What is needed
Lines from the one containing "Tag every instance of the twig" through the final line of the data, restated word for word and free of pictures, make up the whole answer.
#### Data listing ####
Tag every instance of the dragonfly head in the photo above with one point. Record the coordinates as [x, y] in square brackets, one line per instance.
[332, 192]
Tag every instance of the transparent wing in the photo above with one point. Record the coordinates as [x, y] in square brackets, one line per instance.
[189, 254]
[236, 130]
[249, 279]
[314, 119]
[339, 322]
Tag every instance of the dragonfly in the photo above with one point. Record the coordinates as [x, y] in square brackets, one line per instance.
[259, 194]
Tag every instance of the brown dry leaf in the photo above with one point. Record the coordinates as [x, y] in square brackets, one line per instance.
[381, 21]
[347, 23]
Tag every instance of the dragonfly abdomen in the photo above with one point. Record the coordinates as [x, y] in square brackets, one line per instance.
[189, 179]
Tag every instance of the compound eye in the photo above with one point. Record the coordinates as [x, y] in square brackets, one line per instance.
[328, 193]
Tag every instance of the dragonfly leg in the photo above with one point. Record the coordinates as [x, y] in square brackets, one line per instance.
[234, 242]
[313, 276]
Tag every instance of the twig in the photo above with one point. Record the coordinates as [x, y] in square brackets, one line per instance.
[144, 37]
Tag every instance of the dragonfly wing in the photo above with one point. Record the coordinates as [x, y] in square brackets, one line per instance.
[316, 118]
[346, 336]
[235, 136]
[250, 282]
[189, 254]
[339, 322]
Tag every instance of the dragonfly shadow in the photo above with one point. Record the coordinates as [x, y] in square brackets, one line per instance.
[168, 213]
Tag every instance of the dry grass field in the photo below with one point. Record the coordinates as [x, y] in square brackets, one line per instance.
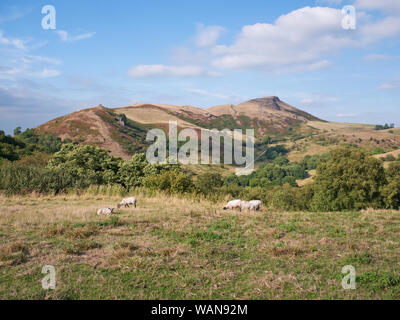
####
Answer area
Tag every instance of the twig in the photo above with one point. Record the coordinates as [x, y] in square brackets, one line per instance.
[144, 37]
Tag every instance of the dragonfly wing in the photo above with one point. Record the coordinates as [x, y] in square brackets, one line per instance.
[316, 118]
[346, 336]
[235, 136]
[250, 282]
[189, 254]
[339, 322]
Tag every instance of the dragonfly shadow in the photo above with one point. Record the coordinates as [x, y] in square brackets, one line per instance.
[168, 213]
Tag every instance of the dry grass field in the photo below with one point. Record the coordinates as [x, y] in square brackets, one line per instance.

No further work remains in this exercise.